SOURCE RECORDS:
═══

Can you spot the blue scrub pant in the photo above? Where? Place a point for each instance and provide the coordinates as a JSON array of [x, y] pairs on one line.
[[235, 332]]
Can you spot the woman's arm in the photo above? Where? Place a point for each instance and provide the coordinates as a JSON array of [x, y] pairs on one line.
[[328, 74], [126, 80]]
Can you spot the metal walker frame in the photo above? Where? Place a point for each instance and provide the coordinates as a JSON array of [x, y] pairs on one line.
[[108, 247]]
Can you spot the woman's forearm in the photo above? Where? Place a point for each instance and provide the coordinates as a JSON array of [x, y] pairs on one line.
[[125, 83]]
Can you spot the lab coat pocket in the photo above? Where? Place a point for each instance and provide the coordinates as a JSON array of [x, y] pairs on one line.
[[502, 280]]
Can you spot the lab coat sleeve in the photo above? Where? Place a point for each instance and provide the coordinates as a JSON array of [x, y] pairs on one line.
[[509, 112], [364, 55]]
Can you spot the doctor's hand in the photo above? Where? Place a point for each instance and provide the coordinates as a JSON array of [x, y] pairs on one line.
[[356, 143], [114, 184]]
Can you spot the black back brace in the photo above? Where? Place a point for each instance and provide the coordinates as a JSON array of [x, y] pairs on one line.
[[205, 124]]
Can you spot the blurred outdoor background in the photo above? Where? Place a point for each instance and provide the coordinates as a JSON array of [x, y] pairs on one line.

═══

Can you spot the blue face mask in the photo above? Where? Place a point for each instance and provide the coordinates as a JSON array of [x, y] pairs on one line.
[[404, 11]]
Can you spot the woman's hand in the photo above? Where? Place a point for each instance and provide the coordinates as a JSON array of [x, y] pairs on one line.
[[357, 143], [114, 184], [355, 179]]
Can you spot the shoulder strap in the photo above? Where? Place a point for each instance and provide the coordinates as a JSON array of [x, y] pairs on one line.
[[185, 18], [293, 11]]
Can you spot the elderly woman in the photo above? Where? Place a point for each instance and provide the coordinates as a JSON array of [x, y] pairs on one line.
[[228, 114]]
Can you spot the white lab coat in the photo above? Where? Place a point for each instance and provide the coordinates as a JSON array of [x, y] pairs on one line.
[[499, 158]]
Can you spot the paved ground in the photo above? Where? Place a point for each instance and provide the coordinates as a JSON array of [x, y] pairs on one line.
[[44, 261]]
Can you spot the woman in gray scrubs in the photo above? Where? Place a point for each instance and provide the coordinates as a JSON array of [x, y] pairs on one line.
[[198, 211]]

═══

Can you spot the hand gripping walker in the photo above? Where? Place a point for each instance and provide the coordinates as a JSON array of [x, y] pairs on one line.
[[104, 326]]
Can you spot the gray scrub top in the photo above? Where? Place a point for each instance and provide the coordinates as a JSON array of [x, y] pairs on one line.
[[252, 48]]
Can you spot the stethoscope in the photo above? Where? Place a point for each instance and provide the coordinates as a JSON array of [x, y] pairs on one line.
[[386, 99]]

═══

PROBLEM TO WORK ON: Please turn the listing between the lines holding "Can you spot the blue face" and "[[357, 143], [114, 184], [355, 179]]", inclusive, into a two-column CSV headed input,output. Put each text and the answer that follows it on one row, each in its own quoted field, with any line breaks replaced by spaces.

CORRECT RESULT:
input,output
"Can you spot the blue face mask in the photo above? Where? Place a point for each instance and provide the coordinates as a JSON array of [x, y] pairs on one line.","[[404, 11]]"
"Can you spot the woman's hand in the photo above? Where? Place a point for each instance and provide the coordinates as a JSON array of [x, y] pairs on one line.","[[357, 143], [114, 184], [355, 179]]"